What is being asked:
Report every line below that contains the word "striped", copying each one in full.

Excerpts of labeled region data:
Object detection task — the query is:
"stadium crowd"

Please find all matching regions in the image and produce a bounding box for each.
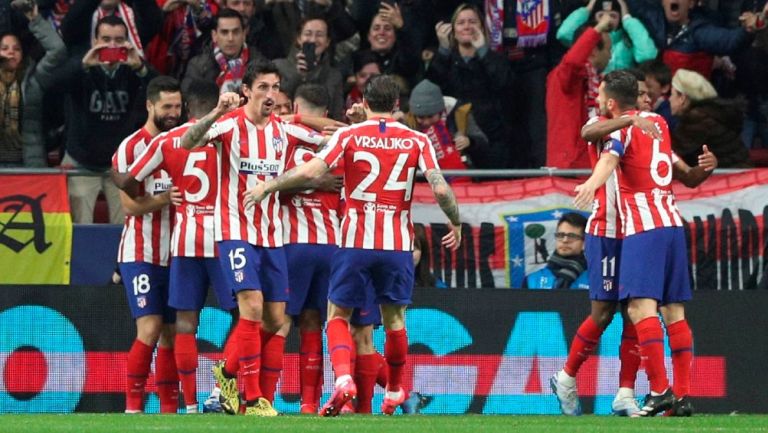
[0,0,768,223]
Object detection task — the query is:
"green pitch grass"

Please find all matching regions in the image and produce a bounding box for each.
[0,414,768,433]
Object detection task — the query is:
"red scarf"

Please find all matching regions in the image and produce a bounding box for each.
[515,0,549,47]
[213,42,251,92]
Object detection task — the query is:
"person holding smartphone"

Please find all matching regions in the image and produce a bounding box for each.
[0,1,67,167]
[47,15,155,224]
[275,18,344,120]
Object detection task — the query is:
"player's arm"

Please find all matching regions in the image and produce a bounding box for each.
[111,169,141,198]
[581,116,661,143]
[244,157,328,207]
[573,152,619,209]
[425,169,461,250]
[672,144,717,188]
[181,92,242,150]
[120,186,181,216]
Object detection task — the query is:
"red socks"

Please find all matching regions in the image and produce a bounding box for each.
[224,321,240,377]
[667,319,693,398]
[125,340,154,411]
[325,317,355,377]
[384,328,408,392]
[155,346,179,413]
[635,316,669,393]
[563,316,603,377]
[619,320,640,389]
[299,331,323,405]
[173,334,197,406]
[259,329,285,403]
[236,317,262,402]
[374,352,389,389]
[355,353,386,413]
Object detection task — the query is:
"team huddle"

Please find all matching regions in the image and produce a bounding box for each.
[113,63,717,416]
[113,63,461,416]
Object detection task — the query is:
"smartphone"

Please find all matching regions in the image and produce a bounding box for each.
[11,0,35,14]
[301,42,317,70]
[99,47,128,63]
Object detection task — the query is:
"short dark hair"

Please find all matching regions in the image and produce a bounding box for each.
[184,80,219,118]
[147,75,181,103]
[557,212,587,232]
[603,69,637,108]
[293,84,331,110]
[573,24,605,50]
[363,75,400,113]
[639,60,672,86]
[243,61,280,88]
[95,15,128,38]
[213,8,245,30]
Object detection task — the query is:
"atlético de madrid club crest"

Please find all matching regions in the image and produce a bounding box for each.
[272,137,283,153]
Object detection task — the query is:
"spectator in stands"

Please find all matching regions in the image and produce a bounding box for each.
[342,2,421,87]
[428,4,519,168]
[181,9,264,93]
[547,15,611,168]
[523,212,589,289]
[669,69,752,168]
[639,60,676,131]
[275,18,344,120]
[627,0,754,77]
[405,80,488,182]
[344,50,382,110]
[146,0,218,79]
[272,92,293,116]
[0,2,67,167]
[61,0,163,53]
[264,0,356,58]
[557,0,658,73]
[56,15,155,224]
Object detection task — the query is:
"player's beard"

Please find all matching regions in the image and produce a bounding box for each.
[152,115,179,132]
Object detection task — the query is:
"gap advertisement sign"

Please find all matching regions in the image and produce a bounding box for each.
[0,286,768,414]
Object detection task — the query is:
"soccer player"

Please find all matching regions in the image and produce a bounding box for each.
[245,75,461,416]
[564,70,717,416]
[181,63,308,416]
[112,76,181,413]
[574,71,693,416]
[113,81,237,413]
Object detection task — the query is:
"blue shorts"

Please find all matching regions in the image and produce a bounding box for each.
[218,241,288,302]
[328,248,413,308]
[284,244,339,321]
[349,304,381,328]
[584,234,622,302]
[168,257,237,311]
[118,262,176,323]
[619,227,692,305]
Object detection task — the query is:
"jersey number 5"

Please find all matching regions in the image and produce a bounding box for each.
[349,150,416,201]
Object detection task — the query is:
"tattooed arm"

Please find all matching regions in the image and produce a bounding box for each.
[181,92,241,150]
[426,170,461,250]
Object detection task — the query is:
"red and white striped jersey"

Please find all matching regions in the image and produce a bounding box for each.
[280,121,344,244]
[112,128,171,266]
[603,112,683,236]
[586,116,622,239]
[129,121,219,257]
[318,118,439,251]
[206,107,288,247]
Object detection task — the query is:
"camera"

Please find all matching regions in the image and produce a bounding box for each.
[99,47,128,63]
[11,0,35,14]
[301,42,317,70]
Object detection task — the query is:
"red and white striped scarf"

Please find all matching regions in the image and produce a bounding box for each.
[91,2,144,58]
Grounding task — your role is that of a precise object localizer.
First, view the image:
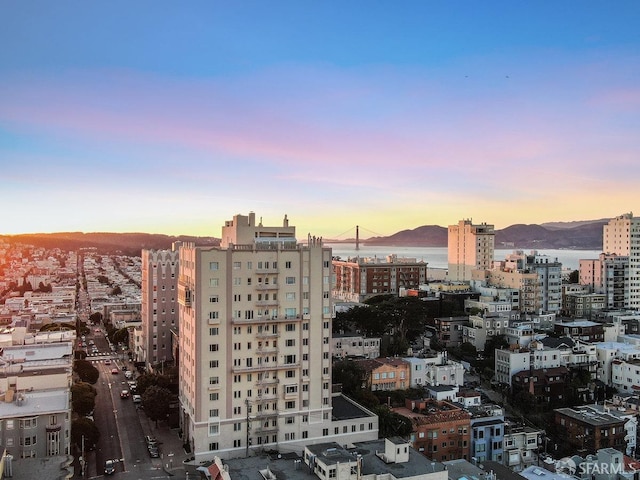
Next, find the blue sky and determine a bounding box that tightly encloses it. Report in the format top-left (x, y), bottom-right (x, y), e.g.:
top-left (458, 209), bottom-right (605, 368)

Expected answer:
"red and white striped jersey"
"red and white striped scarf"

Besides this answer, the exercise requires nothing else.